**SET EXERCISE**: Can you echo every line of the material from the one containing "Mark every instance of concrete" through the one containing "336;170;542;215", both included, with nothing changed?

**RECORD LIST**:
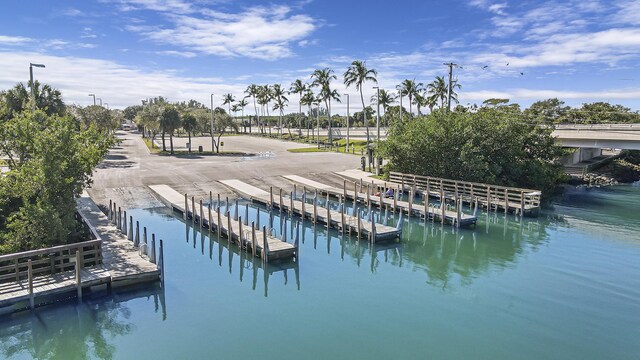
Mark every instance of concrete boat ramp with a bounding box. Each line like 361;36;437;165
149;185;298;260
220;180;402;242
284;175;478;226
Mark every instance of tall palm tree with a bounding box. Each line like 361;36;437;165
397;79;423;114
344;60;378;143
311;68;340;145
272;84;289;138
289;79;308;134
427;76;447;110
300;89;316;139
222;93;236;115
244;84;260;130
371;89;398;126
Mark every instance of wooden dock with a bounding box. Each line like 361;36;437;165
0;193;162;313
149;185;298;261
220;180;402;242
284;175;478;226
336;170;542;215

* * *

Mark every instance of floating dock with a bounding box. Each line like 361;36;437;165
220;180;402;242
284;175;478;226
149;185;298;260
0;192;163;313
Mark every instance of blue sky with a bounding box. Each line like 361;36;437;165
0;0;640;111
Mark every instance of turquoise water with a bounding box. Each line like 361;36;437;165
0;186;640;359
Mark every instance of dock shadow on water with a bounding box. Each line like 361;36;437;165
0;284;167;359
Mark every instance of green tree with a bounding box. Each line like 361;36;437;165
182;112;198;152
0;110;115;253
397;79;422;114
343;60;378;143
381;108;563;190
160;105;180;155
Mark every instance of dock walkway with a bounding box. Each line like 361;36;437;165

--

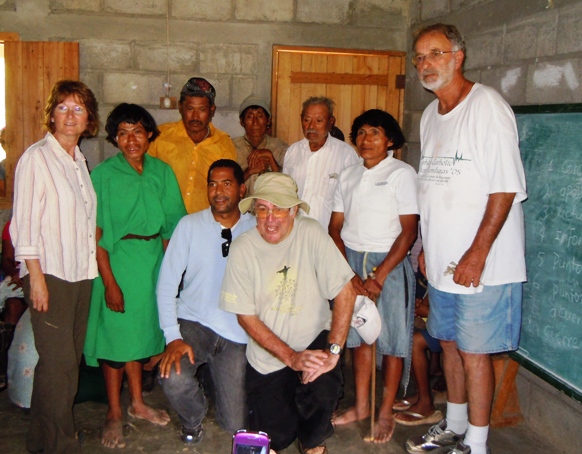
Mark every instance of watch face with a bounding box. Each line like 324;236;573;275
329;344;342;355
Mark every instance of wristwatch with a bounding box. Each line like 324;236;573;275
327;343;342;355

**OUTPUT OF THE TASK**:
Mark every instance of concrete boat ramp with a bounding box. Each line like 361;36;437;165
149;185;298;260
220;180;402;242
284;175;478;226
Mark every instance of tall palm tree with a bounding box. Each line like 361;36;437;165
397;79;423;114
344;60;378;143
311;68;340;145
272;84;289;138
289;79;308;134
427;76;447;110
300;89;316;139
222;93;236;115
244;84;260;130
371;89;398;126
Mark every instance of wooden dock with a bounding box. Each line like 361;36;437;165
0;193;162;313
149;185;298;261
220;180;402;242
284;175;478;226
336;170;542;215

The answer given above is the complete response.